**What to do**
Filter the entries beneath this task, copying only the lines that hold the word "story".
== Data shown
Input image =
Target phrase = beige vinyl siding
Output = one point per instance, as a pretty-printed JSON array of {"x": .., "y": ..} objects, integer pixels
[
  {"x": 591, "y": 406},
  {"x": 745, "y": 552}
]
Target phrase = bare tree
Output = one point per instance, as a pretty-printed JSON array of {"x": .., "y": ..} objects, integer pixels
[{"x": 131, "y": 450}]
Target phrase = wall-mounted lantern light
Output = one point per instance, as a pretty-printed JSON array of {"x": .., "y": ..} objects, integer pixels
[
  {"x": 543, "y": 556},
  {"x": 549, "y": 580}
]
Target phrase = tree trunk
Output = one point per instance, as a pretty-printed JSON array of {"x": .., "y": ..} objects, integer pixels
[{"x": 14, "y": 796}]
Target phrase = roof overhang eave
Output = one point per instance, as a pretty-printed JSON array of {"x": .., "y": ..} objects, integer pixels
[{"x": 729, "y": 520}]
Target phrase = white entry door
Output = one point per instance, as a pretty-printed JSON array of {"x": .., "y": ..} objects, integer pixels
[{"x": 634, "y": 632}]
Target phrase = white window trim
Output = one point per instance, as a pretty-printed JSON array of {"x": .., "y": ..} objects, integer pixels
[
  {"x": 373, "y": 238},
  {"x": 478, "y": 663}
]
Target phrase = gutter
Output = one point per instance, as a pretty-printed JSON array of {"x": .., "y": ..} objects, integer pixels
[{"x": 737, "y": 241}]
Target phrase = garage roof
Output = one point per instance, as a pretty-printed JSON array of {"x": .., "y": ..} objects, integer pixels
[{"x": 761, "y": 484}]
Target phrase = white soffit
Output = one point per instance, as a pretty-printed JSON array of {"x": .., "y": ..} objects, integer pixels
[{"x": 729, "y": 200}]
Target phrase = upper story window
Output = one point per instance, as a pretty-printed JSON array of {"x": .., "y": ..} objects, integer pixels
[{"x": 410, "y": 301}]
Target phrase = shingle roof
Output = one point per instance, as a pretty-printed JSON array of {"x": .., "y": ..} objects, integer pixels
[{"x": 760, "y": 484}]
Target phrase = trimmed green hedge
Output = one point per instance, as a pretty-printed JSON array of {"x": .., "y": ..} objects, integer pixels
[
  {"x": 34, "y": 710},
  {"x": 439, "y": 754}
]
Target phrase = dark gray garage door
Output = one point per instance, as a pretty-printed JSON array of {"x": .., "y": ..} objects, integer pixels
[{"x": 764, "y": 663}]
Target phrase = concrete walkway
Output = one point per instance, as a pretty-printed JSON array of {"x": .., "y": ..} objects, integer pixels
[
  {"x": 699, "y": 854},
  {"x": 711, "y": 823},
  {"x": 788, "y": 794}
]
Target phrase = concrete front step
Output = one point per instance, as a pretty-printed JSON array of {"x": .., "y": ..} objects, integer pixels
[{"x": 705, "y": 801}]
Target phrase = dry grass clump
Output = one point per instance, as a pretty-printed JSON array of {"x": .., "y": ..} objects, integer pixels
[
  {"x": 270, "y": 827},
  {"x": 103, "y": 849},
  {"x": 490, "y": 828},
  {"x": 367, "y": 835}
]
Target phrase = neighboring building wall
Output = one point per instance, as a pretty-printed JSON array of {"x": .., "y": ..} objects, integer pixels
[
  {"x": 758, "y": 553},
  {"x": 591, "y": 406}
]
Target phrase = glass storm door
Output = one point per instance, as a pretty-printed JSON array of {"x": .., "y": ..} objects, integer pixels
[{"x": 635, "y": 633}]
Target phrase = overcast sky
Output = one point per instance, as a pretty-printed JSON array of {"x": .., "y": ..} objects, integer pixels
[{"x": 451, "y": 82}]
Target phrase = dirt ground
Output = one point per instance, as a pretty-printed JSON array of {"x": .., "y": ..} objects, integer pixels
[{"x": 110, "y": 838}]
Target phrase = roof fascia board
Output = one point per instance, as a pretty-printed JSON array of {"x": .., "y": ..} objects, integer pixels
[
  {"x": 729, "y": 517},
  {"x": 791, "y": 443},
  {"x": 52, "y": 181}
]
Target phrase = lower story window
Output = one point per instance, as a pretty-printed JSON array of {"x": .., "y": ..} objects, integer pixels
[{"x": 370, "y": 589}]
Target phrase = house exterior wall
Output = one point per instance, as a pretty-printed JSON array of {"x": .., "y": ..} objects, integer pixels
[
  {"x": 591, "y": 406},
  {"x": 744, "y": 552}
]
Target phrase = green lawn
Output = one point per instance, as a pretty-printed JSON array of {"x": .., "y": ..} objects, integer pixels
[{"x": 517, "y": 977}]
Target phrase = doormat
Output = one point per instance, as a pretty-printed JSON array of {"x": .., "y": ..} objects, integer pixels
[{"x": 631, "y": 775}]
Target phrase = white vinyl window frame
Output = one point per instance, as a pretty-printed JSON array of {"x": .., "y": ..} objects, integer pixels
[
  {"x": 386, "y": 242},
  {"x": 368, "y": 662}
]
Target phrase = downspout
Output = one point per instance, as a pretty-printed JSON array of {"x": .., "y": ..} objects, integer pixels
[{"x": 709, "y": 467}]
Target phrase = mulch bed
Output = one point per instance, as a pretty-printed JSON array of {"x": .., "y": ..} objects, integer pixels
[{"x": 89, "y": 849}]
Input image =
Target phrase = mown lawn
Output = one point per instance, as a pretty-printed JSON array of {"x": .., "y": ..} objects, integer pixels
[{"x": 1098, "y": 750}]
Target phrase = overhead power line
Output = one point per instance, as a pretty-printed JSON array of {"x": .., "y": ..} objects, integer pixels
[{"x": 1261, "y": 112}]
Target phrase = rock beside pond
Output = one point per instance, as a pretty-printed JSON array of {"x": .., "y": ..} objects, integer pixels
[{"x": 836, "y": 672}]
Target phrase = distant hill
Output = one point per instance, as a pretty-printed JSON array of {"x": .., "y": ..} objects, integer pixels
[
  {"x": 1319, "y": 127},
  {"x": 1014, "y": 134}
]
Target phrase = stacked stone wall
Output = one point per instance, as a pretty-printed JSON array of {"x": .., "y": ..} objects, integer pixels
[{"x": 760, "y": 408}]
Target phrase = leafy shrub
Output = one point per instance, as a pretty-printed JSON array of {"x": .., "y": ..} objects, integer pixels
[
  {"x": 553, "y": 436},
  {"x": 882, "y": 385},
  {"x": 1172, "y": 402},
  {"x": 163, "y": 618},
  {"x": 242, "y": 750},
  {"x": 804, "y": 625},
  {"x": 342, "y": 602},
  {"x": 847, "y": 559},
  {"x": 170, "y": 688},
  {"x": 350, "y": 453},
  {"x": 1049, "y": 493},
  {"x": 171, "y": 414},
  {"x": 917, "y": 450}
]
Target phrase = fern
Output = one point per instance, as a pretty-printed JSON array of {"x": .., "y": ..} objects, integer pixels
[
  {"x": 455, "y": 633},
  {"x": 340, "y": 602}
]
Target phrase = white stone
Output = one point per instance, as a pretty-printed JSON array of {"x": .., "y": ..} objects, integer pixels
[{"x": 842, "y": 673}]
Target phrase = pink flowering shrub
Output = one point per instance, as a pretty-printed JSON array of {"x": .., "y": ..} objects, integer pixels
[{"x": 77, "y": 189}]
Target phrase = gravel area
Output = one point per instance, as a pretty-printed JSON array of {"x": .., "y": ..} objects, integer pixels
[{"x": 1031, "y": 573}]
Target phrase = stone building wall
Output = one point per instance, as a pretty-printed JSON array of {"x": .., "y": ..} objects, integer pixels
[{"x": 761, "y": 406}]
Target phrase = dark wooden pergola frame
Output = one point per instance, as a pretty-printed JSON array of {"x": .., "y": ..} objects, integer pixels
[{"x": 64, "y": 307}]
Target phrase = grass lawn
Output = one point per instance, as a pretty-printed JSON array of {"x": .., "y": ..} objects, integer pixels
====
**Response to the exercise**
Target phrase = upper story window
Target phrase = lower story window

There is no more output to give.